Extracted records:

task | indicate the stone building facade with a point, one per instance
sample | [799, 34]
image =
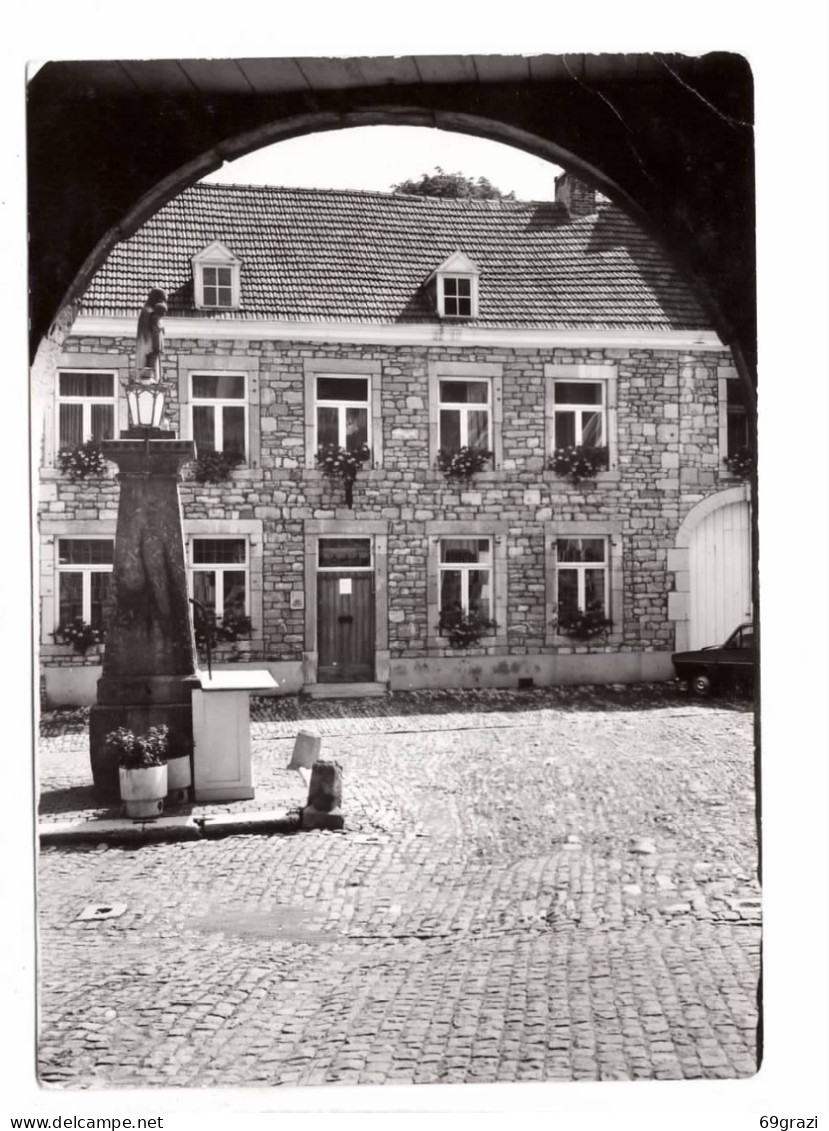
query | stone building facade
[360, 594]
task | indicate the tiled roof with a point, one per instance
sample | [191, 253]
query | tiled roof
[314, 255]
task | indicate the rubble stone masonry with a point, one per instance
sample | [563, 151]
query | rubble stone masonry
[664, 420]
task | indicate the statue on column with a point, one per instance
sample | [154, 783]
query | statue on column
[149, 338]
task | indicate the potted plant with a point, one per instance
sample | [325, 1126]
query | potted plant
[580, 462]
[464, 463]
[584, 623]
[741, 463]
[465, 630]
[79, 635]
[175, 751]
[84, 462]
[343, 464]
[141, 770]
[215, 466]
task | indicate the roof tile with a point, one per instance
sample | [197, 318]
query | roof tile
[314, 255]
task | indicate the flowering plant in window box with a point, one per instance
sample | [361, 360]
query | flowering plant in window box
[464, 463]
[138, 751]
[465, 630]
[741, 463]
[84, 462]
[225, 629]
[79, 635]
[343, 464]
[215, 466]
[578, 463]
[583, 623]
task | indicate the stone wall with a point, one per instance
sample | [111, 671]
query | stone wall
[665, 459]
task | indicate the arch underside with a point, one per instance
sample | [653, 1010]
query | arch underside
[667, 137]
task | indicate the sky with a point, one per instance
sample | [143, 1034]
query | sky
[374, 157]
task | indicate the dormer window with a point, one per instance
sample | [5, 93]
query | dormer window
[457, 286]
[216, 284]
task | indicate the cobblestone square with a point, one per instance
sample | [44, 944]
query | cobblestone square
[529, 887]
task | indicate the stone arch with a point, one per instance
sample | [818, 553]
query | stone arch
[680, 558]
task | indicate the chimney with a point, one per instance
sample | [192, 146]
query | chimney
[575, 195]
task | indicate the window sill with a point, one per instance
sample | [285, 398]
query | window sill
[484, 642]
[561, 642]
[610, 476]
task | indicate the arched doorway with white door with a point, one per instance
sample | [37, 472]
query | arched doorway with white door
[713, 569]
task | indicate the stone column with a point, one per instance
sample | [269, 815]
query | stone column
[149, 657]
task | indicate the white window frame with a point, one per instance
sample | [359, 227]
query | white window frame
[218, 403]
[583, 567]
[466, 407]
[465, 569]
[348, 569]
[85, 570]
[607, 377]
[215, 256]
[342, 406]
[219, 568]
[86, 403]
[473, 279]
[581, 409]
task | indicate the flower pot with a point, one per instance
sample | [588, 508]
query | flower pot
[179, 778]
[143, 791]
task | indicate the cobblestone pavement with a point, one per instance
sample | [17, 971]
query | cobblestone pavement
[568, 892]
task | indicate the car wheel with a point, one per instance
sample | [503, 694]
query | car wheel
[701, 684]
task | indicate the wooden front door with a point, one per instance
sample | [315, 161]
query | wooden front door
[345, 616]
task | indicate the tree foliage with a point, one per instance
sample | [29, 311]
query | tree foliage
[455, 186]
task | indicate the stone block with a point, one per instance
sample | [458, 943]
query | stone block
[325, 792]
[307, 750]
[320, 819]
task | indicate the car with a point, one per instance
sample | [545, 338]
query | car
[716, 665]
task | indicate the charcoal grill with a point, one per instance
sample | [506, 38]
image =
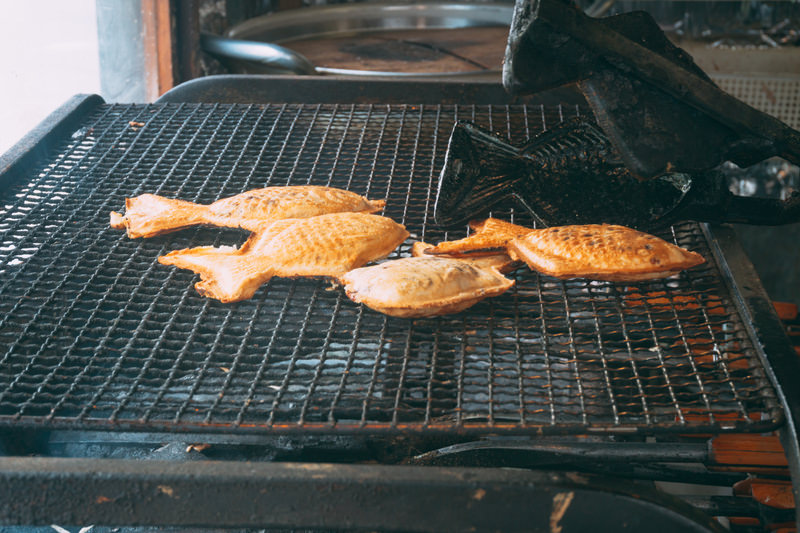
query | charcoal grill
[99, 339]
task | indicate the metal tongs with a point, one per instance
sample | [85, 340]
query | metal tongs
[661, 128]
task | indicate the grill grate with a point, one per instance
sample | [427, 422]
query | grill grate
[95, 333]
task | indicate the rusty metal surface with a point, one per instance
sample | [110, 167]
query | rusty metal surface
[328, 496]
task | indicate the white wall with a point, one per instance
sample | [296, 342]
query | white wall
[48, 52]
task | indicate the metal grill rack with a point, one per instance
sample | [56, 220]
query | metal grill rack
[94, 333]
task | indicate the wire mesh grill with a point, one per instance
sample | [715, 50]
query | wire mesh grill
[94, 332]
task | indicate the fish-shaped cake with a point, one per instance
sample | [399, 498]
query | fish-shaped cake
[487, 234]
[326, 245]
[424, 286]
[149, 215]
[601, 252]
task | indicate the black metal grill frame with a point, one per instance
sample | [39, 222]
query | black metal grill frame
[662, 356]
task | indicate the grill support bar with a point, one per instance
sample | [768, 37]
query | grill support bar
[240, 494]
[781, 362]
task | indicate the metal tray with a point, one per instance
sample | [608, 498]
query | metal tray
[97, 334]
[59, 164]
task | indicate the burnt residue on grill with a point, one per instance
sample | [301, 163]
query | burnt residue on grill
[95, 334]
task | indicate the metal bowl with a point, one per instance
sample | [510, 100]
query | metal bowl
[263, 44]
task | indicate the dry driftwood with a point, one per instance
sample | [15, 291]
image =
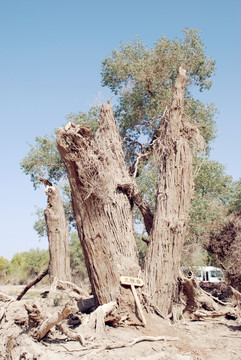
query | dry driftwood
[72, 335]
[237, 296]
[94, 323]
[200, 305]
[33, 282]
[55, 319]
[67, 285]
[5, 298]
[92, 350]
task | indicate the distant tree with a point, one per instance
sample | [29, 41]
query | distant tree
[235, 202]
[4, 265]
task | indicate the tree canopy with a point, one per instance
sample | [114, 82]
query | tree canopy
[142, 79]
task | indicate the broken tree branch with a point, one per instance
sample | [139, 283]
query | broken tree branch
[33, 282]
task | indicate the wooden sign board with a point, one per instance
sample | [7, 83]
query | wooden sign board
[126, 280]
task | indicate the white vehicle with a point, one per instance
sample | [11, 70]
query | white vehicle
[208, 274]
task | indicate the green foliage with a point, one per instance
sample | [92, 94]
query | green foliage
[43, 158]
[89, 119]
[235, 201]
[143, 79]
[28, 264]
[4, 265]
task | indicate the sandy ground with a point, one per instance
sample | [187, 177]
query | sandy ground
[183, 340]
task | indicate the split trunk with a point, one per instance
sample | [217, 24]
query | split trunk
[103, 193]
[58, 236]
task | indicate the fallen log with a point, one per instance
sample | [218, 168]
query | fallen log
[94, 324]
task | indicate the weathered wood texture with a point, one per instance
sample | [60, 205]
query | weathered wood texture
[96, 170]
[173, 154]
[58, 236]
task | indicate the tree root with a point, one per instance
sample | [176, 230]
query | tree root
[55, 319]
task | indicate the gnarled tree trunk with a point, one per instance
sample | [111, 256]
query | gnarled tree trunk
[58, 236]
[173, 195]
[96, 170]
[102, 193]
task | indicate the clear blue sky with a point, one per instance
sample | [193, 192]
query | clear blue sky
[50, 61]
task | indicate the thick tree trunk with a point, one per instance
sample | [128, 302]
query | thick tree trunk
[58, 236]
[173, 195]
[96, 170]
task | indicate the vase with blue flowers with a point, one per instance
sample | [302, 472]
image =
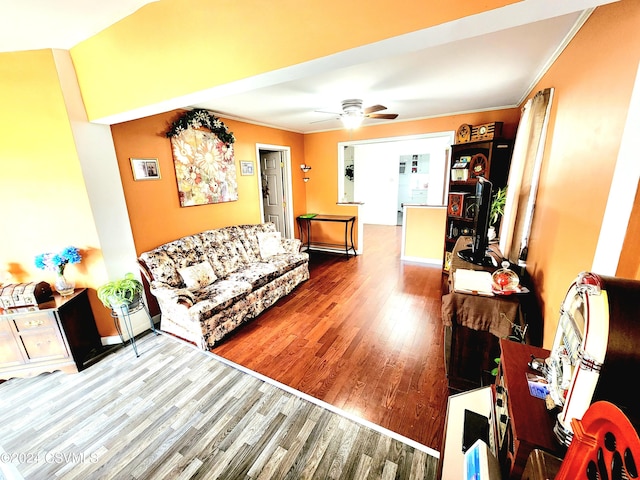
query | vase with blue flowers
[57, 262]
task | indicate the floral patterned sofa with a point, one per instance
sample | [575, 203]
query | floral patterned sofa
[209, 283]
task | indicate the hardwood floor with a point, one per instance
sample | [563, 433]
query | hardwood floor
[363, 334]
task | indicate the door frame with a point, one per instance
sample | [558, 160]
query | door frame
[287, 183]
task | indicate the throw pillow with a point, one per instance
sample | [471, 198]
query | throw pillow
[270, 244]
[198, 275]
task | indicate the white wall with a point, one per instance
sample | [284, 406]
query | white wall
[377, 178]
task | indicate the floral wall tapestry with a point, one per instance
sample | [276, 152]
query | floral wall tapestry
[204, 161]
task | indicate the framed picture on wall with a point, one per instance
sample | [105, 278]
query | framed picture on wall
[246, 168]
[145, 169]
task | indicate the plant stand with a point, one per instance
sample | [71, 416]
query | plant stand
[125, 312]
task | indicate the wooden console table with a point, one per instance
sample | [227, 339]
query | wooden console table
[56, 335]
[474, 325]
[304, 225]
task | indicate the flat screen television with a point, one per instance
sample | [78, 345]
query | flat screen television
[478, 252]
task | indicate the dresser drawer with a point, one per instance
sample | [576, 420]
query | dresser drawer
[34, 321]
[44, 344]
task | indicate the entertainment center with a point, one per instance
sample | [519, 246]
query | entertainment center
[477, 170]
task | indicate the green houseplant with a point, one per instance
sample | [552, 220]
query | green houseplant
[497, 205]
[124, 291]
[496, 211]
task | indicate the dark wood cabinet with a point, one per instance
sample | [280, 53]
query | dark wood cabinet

EXERCISE PROMPT: Copy everything from the line containing "task | indicate the green houseplant" down to the end of the data, renaming "dark wood cabinet" to "dark wooden cupboard" wherever it appears and keeping all else unchanged.

OUTPUT:
task | indicate the green houseplant with a point, one per instance
sample | [552, 220]
query | green houseplant
[497, 205]
[124, 291]
[496, 211]
task | indicate the dark wooden cupboard with a point, one per instance
sample | [280, 53]
query | dark wooden cupboard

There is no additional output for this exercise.